# GOAL OF THE EXERCISE
In the listing beneath this line, copy exactly the lines starting with the one containing "for the tall" and going on through the one containing "the concrete sidewalk".

# SUPPLIED MATERIAL
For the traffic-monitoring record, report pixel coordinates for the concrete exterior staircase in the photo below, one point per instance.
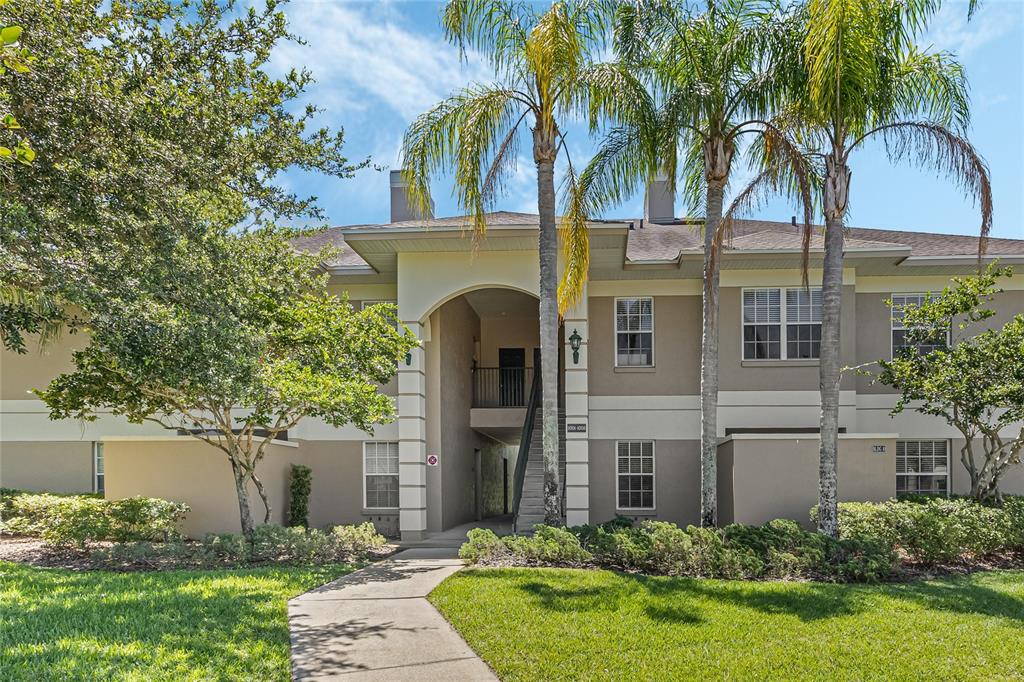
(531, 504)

==

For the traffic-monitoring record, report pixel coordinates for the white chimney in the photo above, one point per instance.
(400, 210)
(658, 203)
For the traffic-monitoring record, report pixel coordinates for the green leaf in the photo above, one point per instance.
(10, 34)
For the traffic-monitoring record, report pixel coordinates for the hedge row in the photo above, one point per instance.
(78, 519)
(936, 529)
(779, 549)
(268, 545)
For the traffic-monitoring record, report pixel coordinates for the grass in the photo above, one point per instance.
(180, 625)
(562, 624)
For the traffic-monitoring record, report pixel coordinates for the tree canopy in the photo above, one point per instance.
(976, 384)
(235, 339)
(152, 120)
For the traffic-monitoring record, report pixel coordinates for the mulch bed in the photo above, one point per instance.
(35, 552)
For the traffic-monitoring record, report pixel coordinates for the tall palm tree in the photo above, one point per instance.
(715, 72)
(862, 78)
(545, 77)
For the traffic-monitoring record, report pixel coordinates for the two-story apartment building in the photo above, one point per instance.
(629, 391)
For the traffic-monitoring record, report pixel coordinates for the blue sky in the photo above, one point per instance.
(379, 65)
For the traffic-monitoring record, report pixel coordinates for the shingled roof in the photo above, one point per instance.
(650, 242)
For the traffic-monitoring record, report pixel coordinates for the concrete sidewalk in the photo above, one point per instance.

--

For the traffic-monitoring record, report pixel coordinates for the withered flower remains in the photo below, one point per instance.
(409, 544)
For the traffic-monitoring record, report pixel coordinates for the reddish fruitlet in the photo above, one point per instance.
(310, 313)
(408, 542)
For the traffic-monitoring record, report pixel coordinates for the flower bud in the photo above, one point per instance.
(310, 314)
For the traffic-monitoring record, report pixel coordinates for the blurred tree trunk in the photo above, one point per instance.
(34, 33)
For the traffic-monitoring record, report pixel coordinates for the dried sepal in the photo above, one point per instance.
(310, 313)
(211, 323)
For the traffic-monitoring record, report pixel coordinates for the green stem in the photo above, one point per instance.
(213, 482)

# RESPONSE FOR THIS EXERCISE
For the traffic-monitoring record, report pixel coordinates for the tall palm tree in the photo above, one point per instance.
(715, 72)
(862, 78)
(545, 77)
For the traffic-monitoring record, report pixel coordinates for the two-story apartment building in the photo above, one point per instance.
(629, 391)
For the traffic-monitoring record, report pixel coordinates for the blue sky in the photo above, one point per instance.
(379, 65)
For the traffic-monitoring record, report pixel coordinates for the shingled roof in the photo above, one point per instance.
(650, 242)
For the traffic-monitoring record, report pixel coordinates for the concrete sidewalk in the photo above, one point per instance.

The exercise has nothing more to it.